Written task:
Copy the listing below without any changes, from its start up to and including the line with "Outlines of the rocky", and copy nothing past that line.

Data records:
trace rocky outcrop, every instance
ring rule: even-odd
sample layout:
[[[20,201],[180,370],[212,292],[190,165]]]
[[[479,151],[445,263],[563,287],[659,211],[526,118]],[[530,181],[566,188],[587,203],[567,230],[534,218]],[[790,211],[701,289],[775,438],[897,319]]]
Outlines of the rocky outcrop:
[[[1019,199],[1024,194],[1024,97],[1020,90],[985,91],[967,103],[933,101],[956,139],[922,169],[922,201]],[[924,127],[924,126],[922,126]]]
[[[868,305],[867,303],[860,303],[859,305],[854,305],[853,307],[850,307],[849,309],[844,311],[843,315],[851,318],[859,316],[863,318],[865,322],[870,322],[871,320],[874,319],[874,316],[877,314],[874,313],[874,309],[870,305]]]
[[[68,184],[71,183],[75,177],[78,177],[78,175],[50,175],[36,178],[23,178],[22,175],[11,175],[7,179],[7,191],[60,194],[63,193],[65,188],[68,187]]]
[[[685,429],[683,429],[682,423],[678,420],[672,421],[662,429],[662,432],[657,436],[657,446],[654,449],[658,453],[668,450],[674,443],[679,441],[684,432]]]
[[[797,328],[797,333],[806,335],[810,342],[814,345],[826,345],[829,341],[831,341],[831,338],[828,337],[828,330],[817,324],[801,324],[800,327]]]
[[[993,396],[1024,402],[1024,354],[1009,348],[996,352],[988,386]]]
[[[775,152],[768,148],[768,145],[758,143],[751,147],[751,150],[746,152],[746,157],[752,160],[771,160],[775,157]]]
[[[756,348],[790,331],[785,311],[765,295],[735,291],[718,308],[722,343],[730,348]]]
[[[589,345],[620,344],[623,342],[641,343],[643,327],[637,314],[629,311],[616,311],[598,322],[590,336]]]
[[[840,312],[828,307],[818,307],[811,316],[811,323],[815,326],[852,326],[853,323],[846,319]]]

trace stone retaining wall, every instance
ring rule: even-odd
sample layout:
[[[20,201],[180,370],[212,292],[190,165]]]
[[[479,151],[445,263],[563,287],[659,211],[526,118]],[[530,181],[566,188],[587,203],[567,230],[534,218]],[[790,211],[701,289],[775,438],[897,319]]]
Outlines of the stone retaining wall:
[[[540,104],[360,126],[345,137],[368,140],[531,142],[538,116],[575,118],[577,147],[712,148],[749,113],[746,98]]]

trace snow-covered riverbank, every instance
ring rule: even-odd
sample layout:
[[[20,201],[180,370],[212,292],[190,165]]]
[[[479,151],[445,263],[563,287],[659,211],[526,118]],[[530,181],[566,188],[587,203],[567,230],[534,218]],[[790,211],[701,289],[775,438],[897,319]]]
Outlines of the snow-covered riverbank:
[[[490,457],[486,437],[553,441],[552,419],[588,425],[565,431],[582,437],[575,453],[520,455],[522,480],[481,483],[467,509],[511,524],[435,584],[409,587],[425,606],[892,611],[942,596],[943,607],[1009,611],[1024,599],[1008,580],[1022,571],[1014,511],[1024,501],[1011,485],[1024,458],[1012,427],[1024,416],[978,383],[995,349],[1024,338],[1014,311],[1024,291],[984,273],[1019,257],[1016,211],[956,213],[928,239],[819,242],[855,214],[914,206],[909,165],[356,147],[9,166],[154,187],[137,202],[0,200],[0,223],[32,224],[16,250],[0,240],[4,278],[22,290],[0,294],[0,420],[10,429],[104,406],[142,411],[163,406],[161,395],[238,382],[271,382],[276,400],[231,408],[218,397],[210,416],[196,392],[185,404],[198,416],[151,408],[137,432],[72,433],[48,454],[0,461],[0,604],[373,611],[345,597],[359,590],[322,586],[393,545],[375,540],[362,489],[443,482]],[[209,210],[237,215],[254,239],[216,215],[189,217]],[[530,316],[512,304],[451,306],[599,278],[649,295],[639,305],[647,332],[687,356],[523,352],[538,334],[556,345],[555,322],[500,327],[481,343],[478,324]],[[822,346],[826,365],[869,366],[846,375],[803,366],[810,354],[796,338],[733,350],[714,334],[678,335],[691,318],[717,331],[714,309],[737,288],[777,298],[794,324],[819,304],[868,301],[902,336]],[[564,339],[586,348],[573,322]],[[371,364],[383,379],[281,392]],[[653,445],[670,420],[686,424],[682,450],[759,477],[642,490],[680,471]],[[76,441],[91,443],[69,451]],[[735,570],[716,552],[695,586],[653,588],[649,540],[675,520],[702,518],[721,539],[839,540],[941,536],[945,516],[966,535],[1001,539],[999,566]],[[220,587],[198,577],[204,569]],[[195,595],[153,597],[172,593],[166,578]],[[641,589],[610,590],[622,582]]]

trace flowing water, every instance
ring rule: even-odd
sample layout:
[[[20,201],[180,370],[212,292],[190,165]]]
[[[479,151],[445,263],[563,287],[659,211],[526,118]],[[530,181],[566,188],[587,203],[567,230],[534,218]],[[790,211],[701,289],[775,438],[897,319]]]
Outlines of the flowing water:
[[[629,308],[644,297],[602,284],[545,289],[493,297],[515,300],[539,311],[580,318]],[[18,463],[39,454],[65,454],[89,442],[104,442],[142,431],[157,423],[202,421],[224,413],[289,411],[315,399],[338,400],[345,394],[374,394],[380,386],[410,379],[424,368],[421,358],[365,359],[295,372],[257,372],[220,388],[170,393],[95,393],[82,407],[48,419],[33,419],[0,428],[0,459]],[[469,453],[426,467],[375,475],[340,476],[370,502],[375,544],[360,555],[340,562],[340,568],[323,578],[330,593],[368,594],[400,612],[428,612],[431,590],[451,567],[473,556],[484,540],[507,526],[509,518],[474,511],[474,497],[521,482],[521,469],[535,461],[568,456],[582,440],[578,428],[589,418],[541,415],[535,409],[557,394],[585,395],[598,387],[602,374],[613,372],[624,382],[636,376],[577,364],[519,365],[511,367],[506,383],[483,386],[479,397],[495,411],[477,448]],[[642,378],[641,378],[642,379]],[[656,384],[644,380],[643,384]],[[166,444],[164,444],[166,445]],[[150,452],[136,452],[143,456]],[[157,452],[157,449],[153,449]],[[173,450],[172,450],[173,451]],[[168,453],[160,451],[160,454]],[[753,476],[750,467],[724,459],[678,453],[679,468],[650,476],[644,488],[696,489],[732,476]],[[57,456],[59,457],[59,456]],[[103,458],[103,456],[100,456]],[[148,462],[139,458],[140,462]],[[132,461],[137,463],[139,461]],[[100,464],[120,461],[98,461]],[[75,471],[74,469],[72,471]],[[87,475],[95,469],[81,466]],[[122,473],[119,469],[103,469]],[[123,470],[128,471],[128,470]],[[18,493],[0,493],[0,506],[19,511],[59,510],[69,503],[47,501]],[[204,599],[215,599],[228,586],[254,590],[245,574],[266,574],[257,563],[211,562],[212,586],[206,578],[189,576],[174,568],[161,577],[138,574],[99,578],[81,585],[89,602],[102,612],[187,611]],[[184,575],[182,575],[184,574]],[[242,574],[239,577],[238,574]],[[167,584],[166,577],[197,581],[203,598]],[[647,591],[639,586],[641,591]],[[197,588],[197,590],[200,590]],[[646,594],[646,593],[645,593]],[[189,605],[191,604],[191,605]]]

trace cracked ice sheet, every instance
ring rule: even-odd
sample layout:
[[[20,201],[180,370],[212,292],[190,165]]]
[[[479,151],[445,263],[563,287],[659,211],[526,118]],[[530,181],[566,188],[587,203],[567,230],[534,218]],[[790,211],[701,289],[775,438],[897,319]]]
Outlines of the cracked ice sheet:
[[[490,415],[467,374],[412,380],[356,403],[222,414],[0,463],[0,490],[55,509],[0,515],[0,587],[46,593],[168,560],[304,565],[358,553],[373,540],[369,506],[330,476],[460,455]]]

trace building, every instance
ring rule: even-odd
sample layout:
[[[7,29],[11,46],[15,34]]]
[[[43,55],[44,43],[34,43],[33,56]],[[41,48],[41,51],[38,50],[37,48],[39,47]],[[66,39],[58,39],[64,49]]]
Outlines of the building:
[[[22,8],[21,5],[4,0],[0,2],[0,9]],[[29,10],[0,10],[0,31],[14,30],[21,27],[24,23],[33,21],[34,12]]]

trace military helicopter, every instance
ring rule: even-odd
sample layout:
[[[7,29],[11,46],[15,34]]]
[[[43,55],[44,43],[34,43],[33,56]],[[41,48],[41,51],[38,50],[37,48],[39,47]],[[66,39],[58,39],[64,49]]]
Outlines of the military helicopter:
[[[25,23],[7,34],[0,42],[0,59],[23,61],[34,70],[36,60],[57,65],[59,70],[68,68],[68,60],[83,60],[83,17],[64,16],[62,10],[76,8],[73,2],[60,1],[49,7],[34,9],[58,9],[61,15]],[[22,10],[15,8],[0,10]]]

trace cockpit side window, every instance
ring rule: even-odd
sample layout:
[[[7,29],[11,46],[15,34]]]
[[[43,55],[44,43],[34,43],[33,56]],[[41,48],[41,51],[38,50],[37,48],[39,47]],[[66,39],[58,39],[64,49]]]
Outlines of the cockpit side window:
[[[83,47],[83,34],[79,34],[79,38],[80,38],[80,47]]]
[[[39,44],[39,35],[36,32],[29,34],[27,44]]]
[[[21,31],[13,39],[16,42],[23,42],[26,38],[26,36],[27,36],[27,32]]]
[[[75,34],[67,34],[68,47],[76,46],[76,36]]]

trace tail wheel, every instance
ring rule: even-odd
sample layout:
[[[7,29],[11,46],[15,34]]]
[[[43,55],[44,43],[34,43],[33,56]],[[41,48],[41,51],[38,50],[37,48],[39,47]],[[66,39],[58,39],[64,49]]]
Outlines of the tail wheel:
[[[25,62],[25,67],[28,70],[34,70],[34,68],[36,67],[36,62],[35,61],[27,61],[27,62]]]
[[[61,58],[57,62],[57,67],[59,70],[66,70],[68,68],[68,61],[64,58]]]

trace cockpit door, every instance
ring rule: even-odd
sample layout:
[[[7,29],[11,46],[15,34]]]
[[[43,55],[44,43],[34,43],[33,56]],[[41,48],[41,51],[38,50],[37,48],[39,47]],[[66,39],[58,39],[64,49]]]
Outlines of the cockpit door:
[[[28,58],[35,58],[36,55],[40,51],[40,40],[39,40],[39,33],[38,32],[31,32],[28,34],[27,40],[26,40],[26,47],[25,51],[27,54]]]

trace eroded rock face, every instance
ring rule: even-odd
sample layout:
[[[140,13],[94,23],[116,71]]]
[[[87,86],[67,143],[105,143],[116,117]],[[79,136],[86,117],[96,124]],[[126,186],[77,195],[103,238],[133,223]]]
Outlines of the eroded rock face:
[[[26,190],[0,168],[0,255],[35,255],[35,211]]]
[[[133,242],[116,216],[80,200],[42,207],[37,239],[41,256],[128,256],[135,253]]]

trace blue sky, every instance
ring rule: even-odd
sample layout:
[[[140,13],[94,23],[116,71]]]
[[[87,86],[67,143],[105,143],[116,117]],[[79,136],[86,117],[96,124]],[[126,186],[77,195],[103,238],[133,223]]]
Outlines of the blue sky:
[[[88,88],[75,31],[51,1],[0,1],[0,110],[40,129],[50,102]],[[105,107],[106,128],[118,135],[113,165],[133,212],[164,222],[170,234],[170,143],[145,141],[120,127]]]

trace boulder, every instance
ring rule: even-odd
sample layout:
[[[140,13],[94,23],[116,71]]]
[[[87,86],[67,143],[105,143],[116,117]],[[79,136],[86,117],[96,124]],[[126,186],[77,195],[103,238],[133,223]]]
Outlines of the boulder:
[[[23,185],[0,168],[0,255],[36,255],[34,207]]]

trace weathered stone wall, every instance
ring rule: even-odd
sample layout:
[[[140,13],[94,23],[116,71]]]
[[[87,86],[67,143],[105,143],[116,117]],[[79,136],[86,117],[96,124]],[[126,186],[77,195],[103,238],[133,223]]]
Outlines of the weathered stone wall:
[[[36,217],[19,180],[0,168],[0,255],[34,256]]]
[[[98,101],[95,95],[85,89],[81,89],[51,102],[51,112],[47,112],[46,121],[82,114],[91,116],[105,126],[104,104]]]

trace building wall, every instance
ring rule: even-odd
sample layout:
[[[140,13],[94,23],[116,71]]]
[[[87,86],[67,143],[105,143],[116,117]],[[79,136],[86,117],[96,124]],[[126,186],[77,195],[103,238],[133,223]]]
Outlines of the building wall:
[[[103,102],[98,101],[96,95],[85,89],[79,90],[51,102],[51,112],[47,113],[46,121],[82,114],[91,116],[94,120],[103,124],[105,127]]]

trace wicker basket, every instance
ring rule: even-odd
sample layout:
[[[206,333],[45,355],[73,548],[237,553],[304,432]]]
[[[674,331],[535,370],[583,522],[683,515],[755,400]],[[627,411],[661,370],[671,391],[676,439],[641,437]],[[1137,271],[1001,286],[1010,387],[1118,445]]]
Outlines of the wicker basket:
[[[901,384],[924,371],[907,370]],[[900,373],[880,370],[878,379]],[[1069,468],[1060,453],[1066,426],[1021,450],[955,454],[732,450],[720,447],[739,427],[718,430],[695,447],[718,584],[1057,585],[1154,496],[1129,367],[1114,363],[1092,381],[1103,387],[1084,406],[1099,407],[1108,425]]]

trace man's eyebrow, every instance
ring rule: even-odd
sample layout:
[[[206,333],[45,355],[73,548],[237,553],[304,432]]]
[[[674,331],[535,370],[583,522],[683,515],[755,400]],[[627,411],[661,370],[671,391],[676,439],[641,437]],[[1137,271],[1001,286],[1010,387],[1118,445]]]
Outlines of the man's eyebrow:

Expected output:
trace rocky outcrop, every instance
ring rule: even-odd
sample layout:
[[[20,201],[180,370],[212,292],[190,165]]]
[[[479,151],[445,263],[563,287],[659,211],[526,118]],[[530,181],[566,188],[587,203],[567,230],[534,218]],[[790,211],[701,289],[775,438],[897,319]]]
Outlines of the rocky outcrop:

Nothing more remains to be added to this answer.